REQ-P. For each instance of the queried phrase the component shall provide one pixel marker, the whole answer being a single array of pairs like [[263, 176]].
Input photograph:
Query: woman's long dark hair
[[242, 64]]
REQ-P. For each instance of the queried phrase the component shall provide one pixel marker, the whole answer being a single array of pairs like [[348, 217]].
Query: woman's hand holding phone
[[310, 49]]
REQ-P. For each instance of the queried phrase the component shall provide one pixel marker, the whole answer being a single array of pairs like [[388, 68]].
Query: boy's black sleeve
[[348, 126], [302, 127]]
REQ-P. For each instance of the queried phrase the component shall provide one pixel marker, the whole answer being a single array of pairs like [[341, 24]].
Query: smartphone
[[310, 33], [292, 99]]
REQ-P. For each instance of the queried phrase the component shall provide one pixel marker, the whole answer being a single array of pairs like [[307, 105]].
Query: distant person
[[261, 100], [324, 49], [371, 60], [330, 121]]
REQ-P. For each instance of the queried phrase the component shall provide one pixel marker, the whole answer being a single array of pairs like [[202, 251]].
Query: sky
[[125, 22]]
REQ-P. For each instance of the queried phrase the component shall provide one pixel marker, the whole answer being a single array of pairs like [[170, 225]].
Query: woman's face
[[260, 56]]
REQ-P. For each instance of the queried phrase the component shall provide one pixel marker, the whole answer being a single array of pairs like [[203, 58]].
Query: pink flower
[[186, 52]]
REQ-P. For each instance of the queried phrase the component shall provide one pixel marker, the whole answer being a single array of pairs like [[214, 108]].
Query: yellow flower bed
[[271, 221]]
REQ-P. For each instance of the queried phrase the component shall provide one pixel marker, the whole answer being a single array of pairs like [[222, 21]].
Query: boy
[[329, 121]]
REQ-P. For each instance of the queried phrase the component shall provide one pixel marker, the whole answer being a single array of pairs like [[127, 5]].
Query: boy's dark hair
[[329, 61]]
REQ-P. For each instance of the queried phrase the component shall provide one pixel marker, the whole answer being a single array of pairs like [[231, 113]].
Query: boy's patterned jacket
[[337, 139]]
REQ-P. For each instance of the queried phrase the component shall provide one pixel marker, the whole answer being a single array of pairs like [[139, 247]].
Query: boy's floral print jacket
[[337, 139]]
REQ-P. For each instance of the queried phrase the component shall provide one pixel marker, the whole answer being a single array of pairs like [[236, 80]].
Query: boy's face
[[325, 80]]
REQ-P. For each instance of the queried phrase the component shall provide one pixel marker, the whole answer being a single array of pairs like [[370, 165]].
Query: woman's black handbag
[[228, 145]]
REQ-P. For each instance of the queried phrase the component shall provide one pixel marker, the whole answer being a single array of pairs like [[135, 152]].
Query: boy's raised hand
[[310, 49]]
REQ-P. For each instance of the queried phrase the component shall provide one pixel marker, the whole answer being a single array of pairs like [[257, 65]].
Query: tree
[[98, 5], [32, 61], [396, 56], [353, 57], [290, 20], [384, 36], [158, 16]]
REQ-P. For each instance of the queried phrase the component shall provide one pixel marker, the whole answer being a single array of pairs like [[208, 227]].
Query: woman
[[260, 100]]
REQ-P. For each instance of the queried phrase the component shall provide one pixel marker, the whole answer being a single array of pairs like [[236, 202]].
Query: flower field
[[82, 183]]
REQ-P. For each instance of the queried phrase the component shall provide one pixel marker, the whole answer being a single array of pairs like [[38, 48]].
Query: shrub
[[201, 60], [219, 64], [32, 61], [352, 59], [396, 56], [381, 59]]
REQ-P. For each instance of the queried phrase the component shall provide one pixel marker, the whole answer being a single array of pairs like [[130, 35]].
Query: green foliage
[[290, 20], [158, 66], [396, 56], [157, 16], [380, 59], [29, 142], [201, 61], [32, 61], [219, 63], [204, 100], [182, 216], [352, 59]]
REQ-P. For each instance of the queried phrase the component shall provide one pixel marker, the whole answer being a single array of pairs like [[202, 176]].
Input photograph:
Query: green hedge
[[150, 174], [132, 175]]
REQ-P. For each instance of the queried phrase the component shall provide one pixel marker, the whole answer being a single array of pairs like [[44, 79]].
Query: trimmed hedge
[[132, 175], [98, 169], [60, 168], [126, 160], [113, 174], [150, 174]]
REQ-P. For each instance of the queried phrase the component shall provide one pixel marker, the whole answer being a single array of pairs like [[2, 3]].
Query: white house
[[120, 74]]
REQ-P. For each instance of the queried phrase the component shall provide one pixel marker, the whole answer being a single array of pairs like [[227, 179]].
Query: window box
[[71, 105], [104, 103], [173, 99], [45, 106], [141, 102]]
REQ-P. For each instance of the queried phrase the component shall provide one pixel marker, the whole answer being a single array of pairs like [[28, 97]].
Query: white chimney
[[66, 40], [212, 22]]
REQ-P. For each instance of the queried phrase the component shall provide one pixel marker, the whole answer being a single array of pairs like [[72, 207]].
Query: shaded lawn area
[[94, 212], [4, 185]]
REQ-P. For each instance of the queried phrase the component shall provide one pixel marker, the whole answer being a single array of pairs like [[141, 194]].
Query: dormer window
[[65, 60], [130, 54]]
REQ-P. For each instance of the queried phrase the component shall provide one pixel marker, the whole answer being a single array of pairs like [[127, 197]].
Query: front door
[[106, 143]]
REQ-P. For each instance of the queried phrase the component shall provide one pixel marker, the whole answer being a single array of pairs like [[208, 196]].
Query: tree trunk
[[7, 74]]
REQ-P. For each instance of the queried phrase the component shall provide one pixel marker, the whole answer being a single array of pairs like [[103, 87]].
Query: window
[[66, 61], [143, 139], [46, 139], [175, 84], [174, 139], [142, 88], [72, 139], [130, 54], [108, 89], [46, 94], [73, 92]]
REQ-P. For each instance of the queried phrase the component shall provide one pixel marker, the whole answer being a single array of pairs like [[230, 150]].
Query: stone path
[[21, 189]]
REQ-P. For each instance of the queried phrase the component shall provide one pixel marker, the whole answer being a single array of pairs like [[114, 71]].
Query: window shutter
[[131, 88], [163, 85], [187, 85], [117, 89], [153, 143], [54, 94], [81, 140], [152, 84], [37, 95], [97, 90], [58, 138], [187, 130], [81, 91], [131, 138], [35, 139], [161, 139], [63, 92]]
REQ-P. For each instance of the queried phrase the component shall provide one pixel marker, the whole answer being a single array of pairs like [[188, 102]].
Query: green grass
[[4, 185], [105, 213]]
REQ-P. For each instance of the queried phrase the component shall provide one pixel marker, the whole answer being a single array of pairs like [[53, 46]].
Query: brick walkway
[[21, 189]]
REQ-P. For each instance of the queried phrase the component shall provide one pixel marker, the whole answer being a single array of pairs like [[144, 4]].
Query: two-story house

◆ Exercise
Each line of the data must be set down again as it is.

◆ Completed exercise
REQ-P. For each instance of the queried phrase the component shall provide one pixel marker, the whole answer being a single array of pairs like [[263, 176]].
Input photograph:
Query: woman's long dark hair
[[242, 64]]
REQ-P. For each instance of the queried phrase the component shall provide one pixel marker, the whole answer being a single array of pairs like [[348, 217]].
Query: woman's hand holding phone
[[310, 49]]
REQ-P. For each instance of the queried phrase the component shall provide one pixel marker, the whole answer being a single array of pairs like [[388, 68]].
Query: boy's black sleeve
[[348, 126], [302, 127]]
REQ-P. For each instance of the queried phrase the component shall provide one pixel marker, the whole answer being a single array of pairs like [[341, 24]].
Query: smartphone
[[310, 33], [292, 99]]
REQ-P. For each instance of the queried phrase the component shall provide one pixel marker, the whole answer being a single array of pairs like [[307, 105]].
Query: distant person
[[261, 100], [324, 49], [371, 60], [330, 121]]
REQ-P. For each instance of the queried phrase the component shall provide one pixel marker, the whole answer being a single array of pairs like [[202, 251]].
Query: sky
[[125, 22]]
REQ-P. For each instance of the queried phrase the component shall provide one pixel marker, the whole answer being a single array of pairs like [[170, 225]].
Query: woman's face
[[260, 56]]
REQ-P. For each instance of the queried phrase the component shall provide one pixel marker, the whole answer being a single array of pairs like [[203, 58]].
Query: pink flower
[[186, 52]]
REQ-P. For each instance of the queried phrase the component shall provide one pixel marker, the whole answer being a single array of pairs like [[214, 108]].
Query: yellow flower bed
[[271, 221]]
REQ-P. For each instance of the queried phrase the component shall provide one pixel marker, the whole answer being a single array of pairs like [[222, 21]].
Query: boy
[[329, 121]]
REQ-P. For each instance of the queried phrase the component shall provide one pixel marker, the whole answer being a single array of pairs like [[127, 5]].
Query: boy's dark hair
[[329, 61]]
REQ-P. For each instance of the queried phrase the component shall provide one pixel marker, the whole answer being a single array of pairs like [[231, 113]].
Query: boy's patterned jacket
[[337, 139]]
REQ-P. For each instance of the queried phrase the component shall provide one pixel marker, the whole answer being a single array of pairs like [[139, 247]].
Query: boy's floral print jacket
[[337, 139]]
REQ-P. For each instance of the queried phrase the component shall provide one pixel marker, the whole answer being a single array of pairs like [[236, 80]].
Query: boy's face
[[325, 80]]
REQ-P. For each instance of the queried phrase the component shall provide one pixel marker, the whole answer being a single array of pairs like [[370, 165]].
Query: woman's black handbag
[[228, 145]]
REQ-P. For each instance of the queried phrase the component shall provide one pixel marker, the whole answer being a single array of pairs like [[135, 152]].
Query: boy's raised hand
[[310, 49]]
REQ-P. For each instance of the queried phrase the component shall provide one pixel marker, the whole answer being a single array of pairs like [[257, 65]].
Query: tree
[[98, 5], [32, 61], [396, 56], [353, 57], [290, 20], [384, 36], [158, 16]]
REQ-P. For each instance of the queried phrase the component shall provide one pixel marker, the whole answer being a single array of pairs like [[208, 227]].
Query: woman
[[260, 100]]
REQ-P. For each instance of the queried phrase the component shall provide one pixel marker, the whole answer being a single array of pairs like [[236, 202]].
Query: flower field
[[82, 183]]
REQ-P. For each instance of the queried phrase the component shall provide one pixel marker, the whole answer being a single array of pairs like [[38, 48]].
Query: shrub
[[201, 60], [219, 64], [32, 61], [352, 59], [396, 56], [381, 59]]
REQ-P. For each instance of the queried phrase the component shall provide one pixel marker, the whole answer being a single array of pairs like [[130, 35]].
Query: green foliage
[[290, 20], [158, 66], [396, 56], [157, 16], [380, 59], [29, 142], [201, 61], [32, 61], [219, 63], [204, 100], [182, 216], [352, 59]]
REQ-P. For each instance of the queried phrase the component shall provide one pixel marker, the whole answer being a single array of pairs like [[202, 176]].
Input photograph:
Query: green hedge
[[150, 174], [132, 175]]
REQ-P. For each instance of the queried phrase the component shall provide one pixel marker, the whole answer being a single array of pairs like [[44, 79]].
Query: trimmed hedge
[[132, 175], [98, 169], [60, 168], [126, 160], [113, 174], [150, 174]]
REQ-P. For each instance of the queried phrase the component shall provide one pixel marker, the whole answer being a single array of pairs like [[2, 3]].
Query: white house
[[120, 74]]
REQ-P. For each instance of the queried phrase the component shall provide one pixel marker, the whole answer being a single array of pairs like [[227, 179]].
Query: window box
[[71, 105], [104, 103], [173, 99], [45, 106], [141, 102]]
REQ-P. For each instance of the queried phrase the component shall provide one pixel marker, the whole answer being a single array of pairs like [[28, 97]].
Query: white chimney
[[66, 40], [212, 22]]
REQ-P. For each instance of the queried phrase the component shall provide one pixel marker, the whole answer being a single array of pairs like [[72, 207]].
Query: shaded lawn area
[[94, 212], [4, 185]]
REQ-P. For each instance of the queried phrase the component shall provide one pixel marker, the whole answer being a single array of pairs like [[141, 194]].
Query: dormer window
[[65, 60], [130, 54]]
REQ-P. For each instance of the queried phrase the component shall provide one pixel marker, the whole answer being a single array of pairs like [[127, 197]].
Query: front door
[[106, 143]]
REQ-P. For each instance of the queried phrase the component shall provide one pixel marker, the whole answer being a single array of pairs like [[208, 196]].
Query: tree trunk
[[7, 74]]
REQ-P. For each instance of the queried phrase the component shall provide one pixel marker, the whole answer being a single array of pairs like [[103, 87]].
Query: window
[[66, 61], [143, 139], [46, 139], [175, 84], [174, 139], [142, 88], [72, 139], [130, 54], [108, 89], [46, 94], [73, 92]]
REQ-P. For each instance of the queried phrase the component shall provide one pixel marker, the whole answer being a single array of pairs like [[230, 150]].
Query: stone path
[[21, 189]]
REQ-P. For each instance of the queried phrase the component shall provide one pixel marker, the whole answer being a single array of pairs like [[114, 71]].
Query: window shutter
[[131, 88], [163, 85], [187, 85], [117, 89], [153, 143], [54, 94], [81, 140], [152, 84], [37, 95], [97, 90], [58, 138], [187, 130], [81, 91], [131, 138], [35, 139], [161, 139], [63, 92]]
REQ-P. For each instance of the queried phrase the component shall provide one pixel marker, the whole answer being a single array of pairs like [[188, 102]].
Query: green grass
[[4, 185], [105, 213]]
REQ-P. For each instance of the queried phrase the component shall provide one pixel marker, the whole answer being a single array of pairs like [[53, 46]].
Query: brick walkway
[[21, 189]]
REQ-P. For each instance of the queried phrase the component shall provide one pixel marker, the whole answer being a single array of pairs like [[144, 4]].
Query: two-story house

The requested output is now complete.